CHALLENGE A >> Reproduce the trading algorithm assignment word for word, beginning at "The report should" and stopping after "Bank of Australia.".
CHALLENGE B >> Carry on with the trading algorithm assignment, picking up right after its last sentence.

## Begin PROVIDED PASSAGE

The report should also suggest ways in which the algorithm could be improved if it is adopted and reasons for not using it if the recommendation is to not use the trading algorithm. [5/45 points]

Conclude your report with a recommendation for your client about how to proceed with the trading algorithm. [5/45 points] In evaluating the input data:

• State the stocks that the trading algorithm is allowed to invest in.
• Identify any flaws in or problems with the data sourced from Yahoo Finance and the Reserve Bank of Australia.
• Describe the properties of the data (using graphs where appropriate) and their implications for the trading algorithm. In your analysis of the data:
  1. Rank the individual stocks by their average monthly excess returns over the risk free rate.
  2. Rank the individual stocks by their monthly excess return standard deviations.
  3. Rank the individual stocks by their Sharpe ratios.
  4. Examine the correlations between the excess returns on the stocks.
  5. Assess the appropriateness of assuming that excess returns are normally distributed.
  6. Address the stability over time of the distribution of excess returns.
• Identify any extreme outliers and assess whether they have been suitably handled in the data preparation process.
• Assess the adequacy of the way in which monthly returns have been computed.
• Assess the adequacy of the way in which missing values have been handled.

In evaluating the trading algorithm:

• Describe the features of the trading algorithm and their impact on the portfolio weights.

## End PROVIDED PASSAGE
## Begin EXCERPTED RECORDS

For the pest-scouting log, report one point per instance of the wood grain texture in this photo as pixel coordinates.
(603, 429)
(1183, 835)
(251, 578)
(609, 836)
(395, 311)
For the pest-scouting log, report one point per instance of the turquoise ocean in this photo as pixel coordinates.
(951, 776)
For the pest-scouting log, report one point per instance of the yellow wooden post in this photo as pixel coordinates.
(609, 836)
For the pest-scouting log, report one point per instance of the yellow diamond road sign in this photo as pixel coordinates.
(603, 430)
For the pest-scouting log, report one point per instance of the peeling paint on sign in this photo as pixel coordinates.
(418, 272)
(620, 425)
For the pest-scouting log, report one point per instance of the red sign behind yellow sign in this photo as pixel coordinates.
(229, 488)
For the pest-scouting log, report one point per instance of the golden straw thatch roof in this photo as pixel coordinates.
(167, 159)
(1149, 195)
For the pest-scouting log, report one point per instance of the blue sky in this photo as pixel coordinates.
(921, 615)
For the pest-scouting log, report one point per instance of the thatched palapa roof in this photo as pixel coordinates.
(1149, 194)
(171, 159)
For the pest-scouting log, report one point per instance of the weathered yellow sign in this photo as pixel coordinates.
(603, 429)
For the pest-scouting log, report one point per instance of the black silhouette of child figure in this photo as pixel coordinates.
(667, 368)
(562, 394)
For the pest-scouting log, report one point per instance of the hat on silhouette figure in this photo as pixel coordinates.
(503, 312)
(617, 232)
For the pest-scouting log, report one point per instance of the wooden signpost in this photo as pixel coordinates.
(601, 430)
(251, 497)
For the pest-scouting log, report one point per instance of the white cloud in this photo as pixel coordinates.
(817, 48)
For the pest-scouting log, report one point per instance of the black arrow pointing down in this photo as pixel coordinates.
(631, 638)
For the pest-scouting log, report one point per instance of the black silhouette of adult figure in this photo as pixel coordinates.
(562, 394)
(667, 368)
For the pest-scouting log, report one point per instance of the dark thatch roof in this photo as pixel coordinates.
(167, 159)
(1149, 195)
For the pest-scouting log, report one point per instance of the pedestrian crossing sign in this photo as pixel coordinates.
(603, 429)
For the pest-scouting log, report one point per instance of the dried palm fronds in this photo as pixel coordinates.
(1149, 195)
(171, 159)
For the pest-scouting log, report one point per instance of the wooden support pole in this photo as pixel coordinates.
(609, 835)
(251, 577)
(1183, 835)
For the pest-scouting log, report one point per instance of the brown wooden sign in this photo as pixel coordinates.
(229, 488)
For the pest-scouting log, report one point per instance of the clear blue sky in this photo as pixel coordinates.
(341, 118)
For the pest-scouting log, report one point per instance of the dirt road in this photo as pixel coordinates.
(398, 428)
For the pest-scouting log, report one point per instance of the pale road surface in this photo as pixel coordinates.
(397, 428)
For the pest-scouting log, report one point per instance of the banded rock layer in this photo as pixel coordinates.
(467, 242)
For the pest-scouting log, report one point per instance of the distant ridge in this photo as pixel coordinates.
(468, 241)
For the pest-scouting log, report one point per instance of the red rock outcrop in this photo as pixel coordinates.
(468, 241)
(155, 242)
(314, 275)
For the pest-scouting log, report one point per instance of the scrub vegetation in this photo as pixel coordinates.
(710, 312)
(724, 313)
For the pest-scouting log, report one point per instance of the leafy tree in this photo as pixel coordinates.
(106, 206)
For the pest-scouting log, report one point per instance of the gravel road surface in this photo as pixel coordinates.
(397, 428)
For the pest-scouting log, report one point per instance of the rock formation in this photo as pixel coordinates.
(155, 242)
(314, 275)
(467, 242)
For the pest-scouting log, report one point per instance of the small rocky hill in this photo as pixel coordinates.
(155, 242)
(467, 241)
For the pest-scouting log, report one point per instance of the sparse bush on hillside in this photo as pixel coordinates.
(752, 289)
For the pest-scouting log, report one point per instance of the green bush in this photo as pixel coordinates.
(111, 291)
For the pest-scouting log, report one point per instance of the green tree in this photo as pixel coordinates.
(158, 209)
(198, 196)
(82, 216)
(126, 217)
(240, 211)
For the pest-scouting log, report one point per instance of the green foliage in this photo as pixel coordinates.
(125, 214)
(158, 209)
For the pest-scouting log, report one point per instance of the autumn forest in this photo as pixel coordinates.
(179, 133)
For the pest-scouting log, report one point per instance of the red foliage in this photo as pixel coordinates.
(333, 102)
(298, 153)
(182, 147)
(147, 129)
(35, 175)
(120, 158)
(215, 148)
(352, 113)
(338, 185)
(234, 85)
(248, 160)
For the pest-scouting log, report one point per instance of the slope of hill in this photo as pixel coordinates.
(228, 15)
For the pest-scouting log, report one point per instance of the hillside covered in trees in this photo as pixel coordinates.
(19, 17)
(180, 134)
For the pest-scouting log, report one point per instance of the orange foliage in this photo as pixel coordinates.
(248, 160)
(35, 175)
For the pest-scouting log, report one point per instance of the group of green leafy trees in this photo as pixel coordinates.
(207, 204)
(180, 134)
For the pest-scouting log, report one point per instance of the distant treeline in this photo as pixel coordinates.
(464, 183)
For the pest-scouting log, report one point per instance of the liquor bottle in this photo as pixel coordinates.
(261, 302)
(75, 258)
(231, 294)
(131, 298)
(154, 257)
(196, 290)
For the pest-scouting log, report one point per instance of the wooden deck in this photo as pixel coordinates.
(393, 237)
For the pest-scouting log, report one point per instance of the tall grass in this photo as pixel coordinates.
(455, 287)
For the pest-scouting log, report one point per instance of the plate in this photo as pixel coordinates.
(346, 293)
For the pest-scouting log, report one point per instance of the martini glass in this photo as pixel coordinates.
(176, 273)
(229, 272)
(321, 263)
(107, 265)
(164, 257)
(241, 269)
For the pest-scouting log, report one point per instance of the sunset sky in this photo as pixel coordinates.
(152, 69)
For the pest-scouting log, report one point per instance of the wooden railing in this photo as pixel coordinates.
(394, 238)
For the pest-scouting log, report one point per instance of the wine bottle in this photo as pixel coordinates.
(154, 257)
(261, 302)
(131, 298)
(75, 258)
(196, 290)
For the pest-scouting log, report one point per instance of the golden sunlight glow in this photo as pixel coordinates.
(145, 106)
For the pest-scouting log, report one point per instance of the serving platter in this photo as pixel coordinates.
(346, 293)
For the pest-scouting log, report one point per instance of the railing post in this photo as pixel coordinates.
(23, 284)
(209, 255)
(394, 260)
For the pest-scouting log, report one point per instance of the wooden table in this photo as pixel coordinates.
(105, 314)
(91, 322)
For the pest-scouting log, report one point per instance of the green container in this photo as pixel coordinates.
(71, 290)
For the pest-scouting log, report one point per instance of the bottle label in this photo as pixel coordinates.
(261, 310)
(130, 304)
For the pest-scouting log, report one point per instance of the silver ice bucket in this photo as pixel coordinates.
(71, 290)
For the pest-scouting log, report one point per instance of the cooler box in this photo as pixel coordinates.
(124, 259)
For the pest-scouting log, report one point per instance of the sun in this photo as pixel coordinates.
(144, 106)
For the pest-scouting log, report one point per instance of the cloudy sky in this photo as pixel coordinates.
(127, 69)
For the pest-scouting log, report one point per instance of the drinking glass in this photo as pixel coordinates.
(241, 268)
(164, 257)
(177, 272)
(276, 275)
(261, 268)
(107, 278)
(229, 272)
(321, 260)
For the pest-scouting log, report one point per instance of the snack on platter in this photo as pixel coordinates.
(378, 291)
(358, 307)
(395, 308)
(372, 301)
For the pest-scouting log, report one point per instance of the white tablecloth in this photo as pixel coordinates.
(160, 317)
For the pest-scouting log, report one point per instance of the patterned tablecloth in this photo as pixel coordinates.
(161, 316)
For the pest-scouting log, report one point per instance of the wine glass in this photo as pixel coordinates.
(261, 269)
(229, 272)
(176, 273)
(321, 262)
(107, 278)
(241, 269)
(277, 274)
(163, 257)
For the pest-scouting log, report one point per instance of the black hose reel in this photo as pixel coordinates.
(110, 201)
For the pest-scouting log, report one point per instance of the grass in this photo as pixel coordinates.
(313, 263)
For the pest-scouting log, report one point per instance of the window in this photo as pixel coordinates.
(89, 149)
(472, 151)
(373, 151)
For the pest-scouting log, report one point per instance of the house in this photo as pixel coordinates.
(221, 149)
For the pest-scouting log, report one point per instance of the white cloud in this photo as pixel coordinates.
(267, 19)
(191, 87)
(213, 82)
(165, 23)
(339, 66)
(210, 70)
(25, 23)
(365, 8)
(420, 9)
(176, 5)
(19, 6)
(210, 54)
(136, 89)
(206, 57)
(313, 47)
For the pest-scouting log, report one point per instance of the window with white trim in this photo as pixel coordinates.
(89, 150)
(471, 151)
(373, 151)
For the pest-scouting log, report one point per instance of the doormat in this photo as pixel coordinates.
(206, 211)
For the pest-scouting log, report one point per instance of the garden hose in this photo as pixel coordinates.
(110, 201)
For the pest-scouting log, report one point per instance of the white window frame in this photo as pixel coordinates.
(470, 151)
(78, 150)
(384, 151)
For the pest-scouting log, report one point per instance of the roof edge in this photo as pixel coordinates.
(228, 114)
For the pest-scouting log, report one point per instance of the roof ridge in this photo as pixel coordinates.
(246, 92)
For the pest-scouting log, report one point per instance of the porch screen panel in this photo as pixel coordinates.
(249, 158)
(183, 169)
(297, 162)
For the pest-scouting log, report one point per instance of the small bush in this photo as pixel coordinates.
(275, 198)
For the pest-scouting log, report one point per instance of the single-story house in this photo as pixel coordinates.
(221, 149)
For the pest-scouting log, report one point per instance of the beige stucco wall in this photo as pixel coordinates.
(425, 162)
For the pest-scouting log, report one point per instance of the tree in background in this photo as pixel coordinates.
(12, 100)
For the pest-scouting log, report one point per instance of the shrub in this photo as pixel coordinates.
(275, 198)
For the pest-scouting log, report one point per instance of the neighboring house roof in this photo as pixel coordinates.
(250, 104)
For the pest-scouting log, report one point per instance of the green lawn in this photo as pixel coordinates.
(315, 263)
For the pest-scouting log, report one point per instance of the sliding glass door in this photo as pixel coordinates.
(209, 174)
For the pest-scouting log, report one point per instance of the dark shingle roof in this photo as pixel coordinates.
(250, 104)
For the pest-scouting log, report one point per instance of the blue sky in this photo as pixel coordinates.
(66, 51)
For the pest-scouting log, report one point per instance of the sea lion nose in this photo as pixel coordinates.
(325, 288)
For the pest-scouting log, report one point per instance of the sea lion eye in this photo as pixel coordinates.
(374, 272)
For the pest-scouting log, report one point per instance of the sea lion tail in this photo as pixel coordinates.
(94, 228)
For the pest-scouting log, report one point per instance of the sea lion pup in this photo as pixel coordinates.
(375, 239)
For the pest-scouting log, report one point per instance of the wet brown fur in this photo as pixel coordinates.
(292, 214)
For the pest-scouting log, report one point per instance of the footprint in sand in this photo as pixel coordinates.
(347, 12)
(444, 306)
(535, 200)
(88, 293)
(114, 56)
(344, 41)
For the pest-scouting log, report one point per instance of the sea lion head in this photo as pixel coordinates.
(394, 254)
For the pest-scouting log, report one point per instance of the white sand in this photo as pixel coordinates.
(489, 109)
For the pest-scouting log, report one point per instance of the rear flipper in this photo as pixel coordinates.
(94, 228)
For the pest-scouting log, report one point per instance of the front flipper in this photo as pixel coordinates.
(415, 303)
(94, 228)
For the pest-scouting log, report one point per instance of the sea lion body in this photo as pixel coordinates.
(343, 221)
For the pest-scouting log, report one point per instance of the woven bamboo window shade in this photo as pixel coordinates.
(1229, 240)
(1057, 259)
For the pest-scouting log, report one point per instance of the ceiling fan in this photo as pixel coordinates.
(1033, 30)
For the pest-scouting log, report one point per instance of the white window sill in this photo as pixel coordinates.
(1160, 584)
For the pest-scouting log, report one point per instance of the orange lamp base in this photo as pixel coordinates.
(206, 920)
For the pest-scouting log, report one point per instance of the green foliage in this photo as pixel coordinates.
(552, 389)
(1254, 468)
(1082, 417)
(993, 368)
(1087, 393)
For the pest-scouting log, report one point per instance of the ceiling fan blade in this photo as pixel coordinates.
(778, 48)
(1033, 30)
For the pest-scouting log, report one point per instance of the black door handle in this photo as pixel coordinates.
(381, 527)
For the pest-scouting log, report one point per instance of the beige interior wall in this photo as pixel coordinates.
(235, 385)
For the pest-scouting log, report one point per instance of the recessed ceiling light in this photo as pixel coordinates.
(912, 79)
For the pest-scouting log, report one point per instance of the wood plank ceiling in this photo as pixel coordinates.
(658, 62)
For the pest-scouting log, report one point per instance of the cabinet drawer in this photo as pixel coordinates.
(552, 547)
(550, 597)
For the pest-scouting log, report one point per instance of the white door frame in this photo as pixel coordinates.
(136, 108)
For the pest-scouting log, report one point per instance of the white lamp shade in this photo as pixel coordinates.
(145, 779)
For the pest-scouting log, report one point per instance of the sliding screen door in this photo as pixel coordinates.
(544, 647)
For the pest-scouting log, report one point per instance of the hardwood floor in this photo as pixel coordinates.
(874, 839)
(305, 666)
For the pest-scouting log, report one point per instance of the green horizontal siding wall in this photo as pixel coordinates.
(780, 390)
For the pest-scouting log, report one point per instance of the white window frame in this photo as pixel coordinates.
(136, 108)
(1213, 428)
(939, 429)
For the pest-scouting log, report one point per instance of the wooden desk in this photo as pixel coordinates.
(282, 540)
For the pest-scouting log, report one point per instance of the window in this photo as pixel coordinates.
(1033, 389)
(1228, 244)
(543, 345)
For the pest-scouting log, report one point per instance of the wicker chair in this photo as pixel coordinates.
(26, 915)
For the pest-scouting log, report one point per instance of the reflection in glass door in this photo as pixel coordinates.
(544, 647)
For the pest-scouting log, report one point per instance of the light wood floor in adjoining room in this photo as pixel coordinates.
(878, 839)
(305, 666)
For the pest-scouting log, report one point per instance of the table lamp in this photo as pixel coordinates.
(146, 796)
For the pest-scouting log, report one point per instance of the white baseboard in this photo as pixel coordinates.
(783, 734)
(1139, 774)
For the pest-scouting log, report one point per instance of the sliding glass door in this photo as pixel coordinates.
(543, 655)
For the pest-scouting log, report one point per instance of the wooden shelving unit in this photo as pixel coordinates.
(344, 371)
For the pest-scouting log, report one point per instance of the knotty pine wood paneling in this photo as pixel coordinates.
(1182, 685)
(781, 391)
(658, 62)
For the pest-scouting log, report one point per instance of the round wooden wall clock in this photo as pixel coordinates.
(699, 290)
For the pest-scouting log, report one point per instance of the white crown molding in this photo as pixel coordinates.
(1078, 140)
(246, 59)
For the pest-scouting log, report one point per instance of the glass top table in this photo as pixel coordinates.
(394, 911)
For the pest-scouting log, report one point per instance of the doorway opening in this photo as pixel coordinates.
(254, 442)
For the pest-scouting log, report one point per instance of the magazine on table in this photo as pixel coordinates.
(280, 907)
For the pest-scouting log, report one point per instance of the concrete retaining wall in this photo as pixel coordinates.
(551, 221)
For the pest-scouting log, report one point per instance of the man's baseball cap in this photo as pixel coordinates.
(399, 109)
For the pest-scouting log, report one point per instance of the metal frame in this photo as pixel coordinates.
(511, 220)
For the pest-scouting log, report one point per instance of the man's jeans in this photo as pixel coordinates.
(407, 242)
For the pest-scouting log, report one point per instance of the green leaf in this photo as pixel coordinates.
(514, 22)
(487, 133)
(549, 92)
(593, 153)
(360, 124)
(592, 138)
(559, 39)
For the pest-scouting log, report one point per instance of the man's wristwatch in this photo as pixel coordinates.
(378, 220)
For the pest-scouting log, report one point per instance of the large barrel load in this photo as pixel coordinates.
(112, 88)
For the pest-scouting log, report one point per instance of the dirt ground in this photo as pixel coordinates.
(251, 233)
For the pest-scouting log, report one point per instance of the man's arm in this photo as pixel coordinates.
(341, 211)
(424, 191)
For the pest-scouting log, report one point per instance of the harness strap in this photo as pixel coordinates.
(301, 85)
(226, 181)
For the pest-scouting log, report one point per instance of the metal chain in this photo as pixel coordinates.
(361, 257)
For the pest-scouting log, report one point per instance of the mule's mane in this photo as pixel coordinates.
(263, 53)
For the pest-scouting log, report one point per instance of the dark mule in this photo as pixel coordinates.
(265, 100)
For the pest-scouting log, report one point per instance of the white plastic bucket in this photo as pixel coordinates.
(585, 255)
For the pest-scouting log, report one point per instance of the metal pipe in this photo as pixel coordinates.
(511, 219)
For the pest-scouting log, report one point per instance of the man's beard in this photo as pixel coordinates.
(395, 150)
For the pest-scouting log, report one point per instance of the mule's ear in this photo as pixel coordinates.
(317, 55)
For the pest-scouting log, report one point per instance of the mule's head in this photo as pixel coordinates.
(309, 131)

## End EXCERPTED RECORDS

OUTPUT A >>
The report should also suggest ways in which the algorithm could be improved if it is adopted and reasons for not using it if the recommendation is to not use the trading algorithm. [5/45 points]

Conclude your report with a recommendation for your client about how to proceed with the trading algorithm. [5/45 points] In evaluating the input data:

• State the stocks that the trading algorithm is allowed to invest in.
• Identify any flaws in or problems with the data sourced from Yahoo Finance and the Reserve Bank of Australia.

OUTPUT B >>
• Indicate any features of the trading algorithm or its development process that are likely to compromise the informativeness of its performance assessment.

In evaluating the performance assessment for the trading algorithm:

• State how likely it is that the predicted profitability of the trading algorithm will be informative about performance into the future and explain your view.
• Include in you report, a 1-month-ahead 99th percentile Value-at-Risk measure computed for the portfolio that would be held at the end of the available data if the trading algorithm were to be adopted for an initial investment of $10,000,000. Explain and justify your decisions when deciding how to compute the VaR.

If you suggest improvements to the algorithm, describe and motivate the recommended changes in your report.

1            Raw data used by the trading algorithm

The stocks that are included in the portfolio managed by the trading algorithm are based upon your student ID.

For all students, all 9 stocks from Table 1 are included in the set of assets that can be included in the portfolio by the trading algorithm.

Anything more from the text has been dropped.